WHAT YOU SHOULD DO:
Print each entry below precisely as it reads.

--------------------------------

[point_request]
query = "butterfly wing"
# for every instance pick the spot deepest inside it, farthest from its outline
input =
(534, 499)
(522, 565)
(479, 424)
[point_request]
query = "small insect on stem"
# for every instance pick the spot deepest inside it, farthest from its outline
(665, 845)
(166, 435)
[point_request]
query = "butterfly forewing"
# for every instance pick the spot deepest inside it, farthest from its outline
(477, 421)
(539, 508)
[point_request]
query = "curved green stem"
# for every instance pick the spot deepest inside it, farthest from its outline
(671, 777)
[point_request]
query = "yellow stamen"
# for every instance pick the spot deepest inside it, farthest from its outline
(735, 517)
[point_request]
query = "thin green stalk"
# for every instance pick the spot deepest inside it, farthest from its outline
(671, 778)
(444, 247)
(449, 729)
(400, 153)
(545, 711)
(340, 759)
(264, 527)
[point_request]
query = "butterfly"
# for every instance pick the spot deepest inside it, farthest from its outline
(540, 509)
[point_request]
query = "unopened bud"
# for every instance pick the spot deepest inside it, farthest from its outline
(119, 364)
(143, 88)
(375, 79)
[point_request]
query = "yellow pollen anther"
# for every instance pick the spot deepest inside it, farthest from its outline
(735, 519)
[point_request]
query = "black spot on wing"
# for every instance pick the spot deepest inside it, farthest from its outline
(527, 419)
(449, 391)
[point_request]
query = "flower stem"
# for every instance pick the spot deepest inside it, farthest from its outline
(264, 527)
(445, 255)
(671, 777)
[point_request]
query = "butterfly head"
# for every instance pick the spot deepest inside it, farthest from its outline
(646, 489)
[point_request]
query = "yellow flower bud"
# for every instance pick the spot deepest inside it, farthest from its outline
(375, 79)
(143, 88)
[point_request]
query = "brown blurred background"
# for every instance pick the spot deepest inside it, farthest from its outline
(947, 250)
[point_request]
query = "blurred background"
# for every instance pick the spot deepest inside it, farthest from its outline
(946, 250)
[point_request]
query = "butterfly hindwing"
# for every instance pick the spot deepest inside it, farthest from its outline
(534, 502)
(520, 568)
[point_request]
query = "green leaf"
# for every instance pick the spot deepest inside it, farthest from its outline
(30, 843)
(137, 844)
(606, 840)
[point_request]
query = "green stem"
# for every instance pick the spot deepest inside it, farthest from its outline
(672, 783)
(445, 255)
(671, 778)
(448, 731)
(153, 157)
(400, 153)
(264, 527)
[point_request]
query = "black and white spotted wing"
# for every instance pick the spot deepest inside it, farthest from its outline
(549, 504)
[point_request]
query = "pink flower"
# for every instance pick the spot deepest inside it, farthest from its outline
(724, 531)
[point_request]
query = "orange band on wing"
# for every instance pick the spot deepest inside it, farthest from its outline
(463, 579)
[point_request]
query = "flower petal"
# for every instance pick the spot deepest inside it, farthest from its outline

--------------------------------

TASK RESPONSE:
[point_request]
query = "butterfly wing"
# for every instance pick the spot deepest inside it, farthest from its outline
input =
(534, 499)
(522, 565)
(479, 424)
[point_request]
query = "small insect on stem"
# for every instance pick the spot deepest inside it, farthest from its outline
(665, 845)
(166, 435)
[point_request]
query = "butterfly forewing"
# for every instance pick the spot deepest inside it, farthest from its outline
(477, 421)
(539, 508)
[point_request]
query = "curved green stem"
# for every instance pick the spot deepest inside it, farthest from its outline
(671, 777)
[point_request]
query = "yellow stamen"
# for every instance pick the spot deepest inside it, farthest from its outline
(735, 517)
[point_request]
query = "thin green stalk"
# for every instance pick the spot deepest inside it, farthest from its outline
(671, 778)
(444, 247)
(449, 729)
(400, 153)
(545, 711)
(340, 759)
(264, 527)
[point_request]
query = "butterfly"
# for every instance pick the spot deepest inside it, farthest from its outline
(540, 509)
[point_request]
query = "unopened bud"
# for every instance pick the spot deepest inside it, farthest from its outline
(119, 364)
(143, 88)
(375, 79)
[point_request]
query = "yellow pollen anther"
# for every instance pick the spot deepest inside it, farthest from its outline
(735, 519)
[point_request]
query = "black spot on wing"
# for every instance pick the spot deepest inside it, farthest from its outline
(527, 419)
(449, 391)
[point_request]
query = "flower stem"
# for every instance pick the spot deepest inside it, farthest from its outline
(264, 527)
(445, 255)
(671, 777)
[point_request]
query = "butterfly head"
# for every instance pick the spot deepest inside it, farthest from its outline
(646, 489)
[point_request]
query = "yellow flower bud"
# for every instance pick the spot deepest inside it, farthest from its outline
(375, 79)
(143, 88)
[point_request]
query = "brown blurred background"
# for every instance pick the spot deepest inside it, farthest from its outline
(947, 250)
[point_request]
query = "blurred background"
# for every instance pick the spot deepest inside it, farthest from its outline
(946, 250)
[point_request]
query = "butterfly hindwing"
# for every instance pick the spot deepest inside it, farthest from its outline
(534, 502)
(520, 568)
[point_request]
query = "green leaf"
# for every instance pick the spot deepest inside it, farthest from its outline
(30, 843)
(137, 844)
(606, 840)
[point_request]
query = "green stem"
# for every instance pick the spot deepest inside it, farthest from its outline
(672, 783)
(445, 255)
(671, 778)
(448, 731)
(153, 157)
(400, 153)
(264, 527)
[point_request]
query = "black and white spotted wing"
# for every instance pick the spot deepest inside it, farthest from its outline
(549, 504)
[point_request]
query = "pink flower"
# for every instance pick the spot deepest inside it, farthest from its outline
(724, 531)
[point_request]
query = "orange band on wing"
# for every instance pick the spot deepest inside it, farthest from its outline
(463, 579)
[point_request]
query = "flower petal"
# for every instance pick the spot deepest inside it, farthest from its outline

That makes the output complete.